Output the records exactly as they appear, with no pictures included.

◆ ◆ ◆

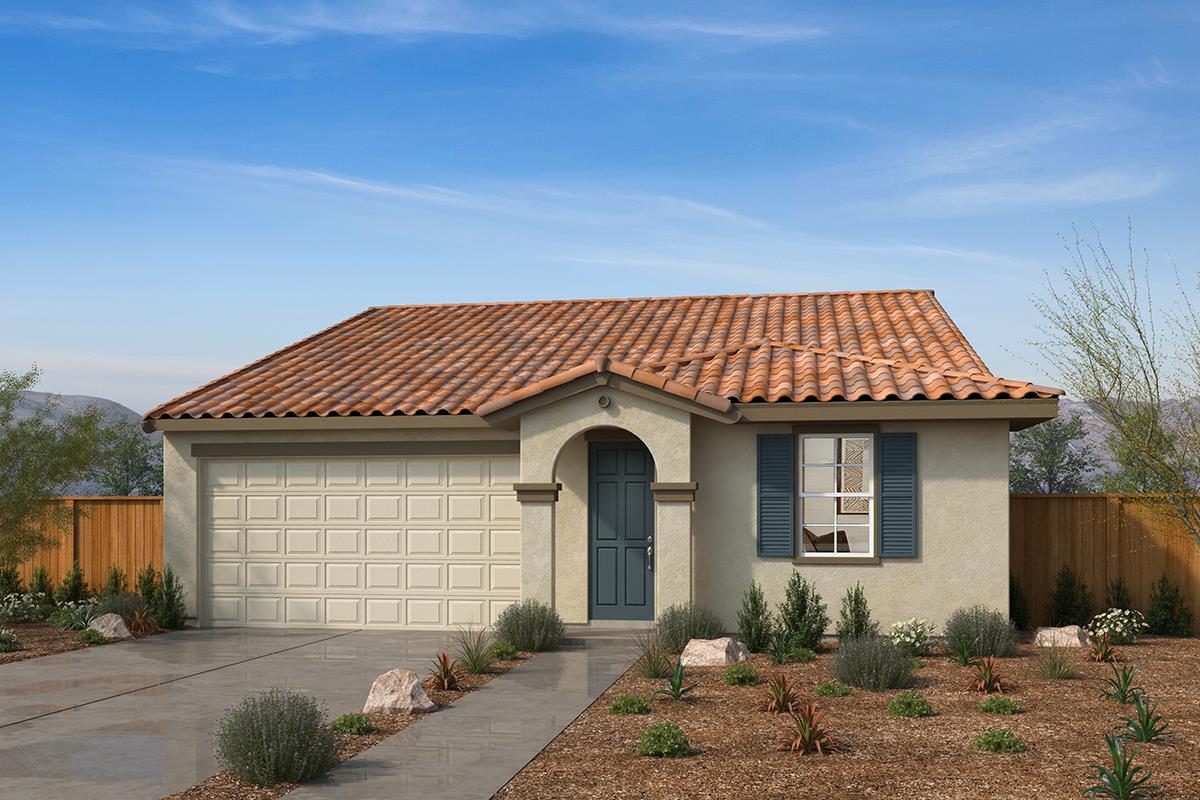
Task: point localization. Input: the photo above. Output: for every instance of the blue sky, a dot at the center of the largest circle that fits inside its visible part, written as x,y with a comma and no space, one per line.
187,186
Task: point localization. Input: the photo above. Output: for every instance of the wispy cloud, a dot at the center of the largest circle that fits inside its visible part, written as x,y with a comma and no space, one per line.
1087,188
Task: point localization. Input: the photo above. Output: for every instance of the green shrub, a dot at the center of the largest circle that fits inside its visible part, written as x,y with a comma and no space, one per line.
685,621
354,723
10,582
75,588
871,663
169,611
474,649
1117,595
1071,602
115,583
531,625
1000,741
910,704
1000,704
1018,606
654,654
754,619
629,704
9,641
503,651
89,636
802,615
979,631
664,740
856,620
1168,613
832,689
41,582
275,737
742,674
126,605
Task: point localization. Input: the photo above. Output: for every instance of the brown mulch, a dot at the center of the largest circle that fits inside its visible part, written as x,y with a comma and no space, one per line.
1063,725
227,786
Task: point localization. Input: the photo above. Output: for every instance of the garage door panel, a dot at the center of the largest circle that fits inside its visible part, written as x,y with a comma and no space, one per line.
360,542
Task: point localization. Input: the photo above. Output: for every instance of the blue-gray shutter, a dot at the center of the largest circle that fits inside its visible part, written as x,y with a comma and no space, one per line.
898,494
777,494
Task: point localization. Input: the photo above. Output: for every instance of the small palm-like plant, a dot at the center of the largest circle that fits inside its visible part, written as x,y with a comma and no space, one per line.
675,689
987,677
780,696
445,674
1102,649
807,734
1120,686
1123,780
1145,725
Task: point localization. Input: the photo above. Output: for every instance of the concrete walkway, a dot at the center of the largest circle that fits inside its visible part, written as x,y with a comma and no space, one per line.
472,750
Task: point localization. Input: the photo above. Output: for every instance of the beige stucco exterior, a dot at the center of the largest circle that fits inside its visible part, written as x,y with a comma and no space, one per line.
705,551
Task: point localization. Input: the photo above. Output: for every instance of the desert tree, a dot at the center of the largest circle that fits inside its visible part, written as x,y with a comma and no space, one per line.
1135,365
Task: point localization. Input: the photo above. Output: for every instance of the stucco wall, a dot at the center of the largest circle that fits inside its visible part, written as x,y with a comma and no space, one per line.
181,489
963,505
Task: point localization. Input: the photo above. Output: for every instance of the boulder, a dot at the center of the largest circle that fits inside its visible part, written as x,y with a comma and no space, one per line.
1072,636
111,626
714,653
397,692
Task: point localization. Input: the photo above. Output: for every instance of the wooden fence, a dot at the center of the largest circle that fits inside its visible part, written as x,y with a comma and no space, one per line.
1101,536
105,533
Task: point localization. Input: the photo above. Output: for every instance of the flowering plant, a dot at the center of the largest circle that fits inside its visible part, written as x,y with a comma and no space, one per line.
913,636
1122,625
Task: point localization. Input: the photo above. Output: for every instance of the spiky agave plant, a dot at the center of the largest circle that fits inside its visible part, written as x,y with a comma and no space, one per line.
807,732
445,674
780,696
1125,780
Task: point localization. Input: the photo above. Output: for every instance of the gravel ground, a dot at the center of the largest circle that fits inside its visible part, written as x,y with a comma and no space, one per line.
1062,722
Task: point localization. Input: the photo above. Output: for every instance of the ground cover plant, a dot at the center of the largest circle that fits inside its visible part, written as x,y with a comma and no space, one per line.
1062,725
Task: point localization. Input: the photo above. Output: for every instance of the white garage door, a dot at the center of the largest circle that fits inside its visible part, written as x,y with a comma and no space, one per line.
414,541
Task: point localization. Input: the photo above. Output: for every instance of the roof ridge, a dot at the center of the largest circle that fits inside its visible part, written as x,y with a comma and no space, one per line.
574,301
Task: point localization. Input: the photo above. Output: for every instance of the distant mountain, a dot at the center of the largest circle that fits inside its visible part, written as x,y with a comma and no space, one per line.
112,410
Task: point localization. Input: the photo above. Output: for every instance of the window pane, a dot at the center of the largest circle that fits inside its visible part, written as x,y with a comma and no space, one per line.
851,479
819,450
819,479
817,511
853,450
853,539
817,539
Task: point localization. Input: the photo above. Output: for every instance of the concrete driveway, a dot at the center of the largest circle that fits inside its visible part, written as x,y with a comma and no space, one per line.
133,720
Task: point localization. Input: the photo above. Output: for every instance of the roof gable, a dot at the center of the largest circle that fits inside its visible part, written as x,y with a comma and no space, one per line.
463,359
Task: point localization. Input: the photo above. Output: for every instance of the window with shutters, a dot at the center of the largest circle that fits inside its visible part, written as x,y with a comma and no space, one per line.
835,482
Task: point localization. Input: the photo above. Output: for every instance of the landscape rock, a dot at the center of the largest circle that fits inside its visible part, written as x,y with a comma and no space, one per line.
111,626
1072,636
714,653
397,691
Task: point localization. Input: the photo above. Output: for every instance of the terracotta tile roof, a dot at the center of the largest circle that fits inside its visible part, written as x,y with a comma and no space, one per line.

◆ ◆ ◆

Correct response:
Task: point localization. Input: the photo above. Output: for every instance of the blue sky, a dot at the center of the largest circle that fits inside its visible part, written as x,y with a comma and no space, one per line.
187,186
Task: point localization. Input: the photo above. Output: for every instance of the wispy cloud, a dot at the center of the largest circle that fits inside its visible part, written as x,y with a comma and no space, one per line.
1087,188
Task: point localization. Input: the photo above. Output: for every instance of the green shrub, a dot at the center of the largest circle that fits inside its visible part, written as x,y with a comma and no space, one per line.
685,621
354,723
10,582
75,588
871,663
169,611
474,649
1117,595
1071,602
115,583
531,625
1000,741
910,704
1000,704
1018,606
654,654
754,619
629,704
9,641
503,651
89,636
802,615
979,631
664,740
856,620
1168,613
832,689
41,582
275,737
742,674
126,605
Task: point localization. Input: the photo above. Output: for every instance of the brown mulch, a dot at the center of the largest circle that fits inside its visible part, written as x,y with a comma and no space, one per line.
1063,725
227,786
Task: point localization. Input: the photo above. Output: for every instance of the garage door panel, a dot at the center of the largest circle that fits inside its visible part, written as x,y with a comma and no space, one per line.
360,542
Task: point localization. Input: the photo above. Output: for every instance of the blue-gray shutter, a dot at the center of the largest circle that fits inside its visible part, written as x,y with a comma and no space, one per line.
898,494
777,494
Task: point localization. Input: the photo above. Output: for every instance of the small palm-like plant, a dot at the center of the largest circle that fits inside its visible part, written as x,y with a comma and no space, one per line.
675,689
987,677
780,696
445,674
1102,649
807,734
1120,686
1123,780
1145,725
Task: point localization. Input: the photo above. Output: for every instance of the concrete walkway, a dot at the center of the largest circle that fits inside its visible part, written as x,y with a comma and no space, one per line.
472,750
Task: point localization. Input: the photo above. Output: for every instance of the beige stucco exterior, a dot at the center of the largest circle that fits inside its visible part, written as x,y with a comma and no space, one per line.
705,551
Task: point localization. Input: the photo above. Output: for every instance of the desert tree, a dot at the center of the largest circle that fits inside its visible part, written as x,y with a comma and no space, one per line.
1135,365
Task: point localization. Input: the photo above. Output: for every instance of the stucco wall, a dot at the center of the largest circle that fits inside its visible part, written as x,y with a comma and no space, one per line.
181,489
963,505
Task: point localization. Input: the photo above. Output: for every instance of the boulder, a dot at the center of the largest circle that fits inside its visible part, written as x,y with a comma and no space, one per line.
1072,636
111,626
714,653
397,692
Task: point localization. Input: the photo above. Output: for every instance of the wooden fence, a dot at the center of the largest circle that fits inside its visible part, written as x,y with a comma and no space, one per line.
1101,536
105,533
Task: point localization. Input: the photo above. Output: for every instance of the flowering plant, a dot at the center of the largest circle that fits inside its visible part, written as x,y with a comma and no space, one per line.
913,636
1122,625
Task: point localization. Input: the photo above. Output: for every instance of the spiky agave plant, a dot at the center of the largest circle that fits inside its visible part, written as x,y with a comma and no space, one per line.
807,732
445,674
780,696
1125,780
Task: point localization. Input: the photo above. Output: for every instance of the gravel ground, a dot at the center of the largest circle that fits inside its visible part, written as x,y with a comma and no space, one per line.
1062,722
Task: point localization. Input: the photo above. Output: for every instance of the ground cover plant, a dot at the center of the largest circle that fits inside its visible part, written as x,y with a comma and no space, one per line.
1062,725
Task: point localization. Input: the photo above. Output: for every instance of the white garage door, a dot at the center of the largest circle that fits inside its visible part, written as x,y with a comma and no space, one per line.
414,541
Task: point localization. Input: the photo above. Output: for every instance of the roof ridge, a dot at the center of the largest circle that fits inside its visible part, written as x,y with a comma and no space, one per line.
574,301
Task: point localization. Input: the photo above. Output: for every instance of the distant mountain, a dot at the center of the largest circle that fits inside its visible part, written as x,y with a comma and no space, one per line.
112,410
Task: point localization. Input: the photo above. Output: for every instance of the window pane, a dot at the center of the largest circle that fits inside its visible part, written as x,y with a comma and no space, one per line.
851,479
819,450
819,479
817,511
853,450
853,539
817,539
Task: point localization. Input: the photo above. Output: for every instance of the concrete driveway, a dot at the center of the largest circle that fits inside its visible part, written as x,y with a comma and no space, one per line.
133,720
Task: point localization. Input: the photo above. Output: for every instance of the roof gable, a dot at the center of the largest circle that fits inside its visible part, written as x,y with a comma and no space, one per line.
463,359
Task: point localization. Input: the photo above. Output: for every instance of the window with shutters, a dot at the center of the largest circle that fits inside its visible part, written as x,y with a comma and no space, one per line.
835,482
Task: point localization. Input: the photo above. Output: for every instance of the landscape rock, a dot at the center of the largest circle that fits inside its visible part, written as x,y with a comma and no space, one per line.
111,626
1072,636
714,653
397,691
Task: point localization. Input: the photo above. Output: for every instance of the terracotta tile roof, a dot at the center of the largest circle that fits inside its visible part, written as x,y with a comma and no space, one per line.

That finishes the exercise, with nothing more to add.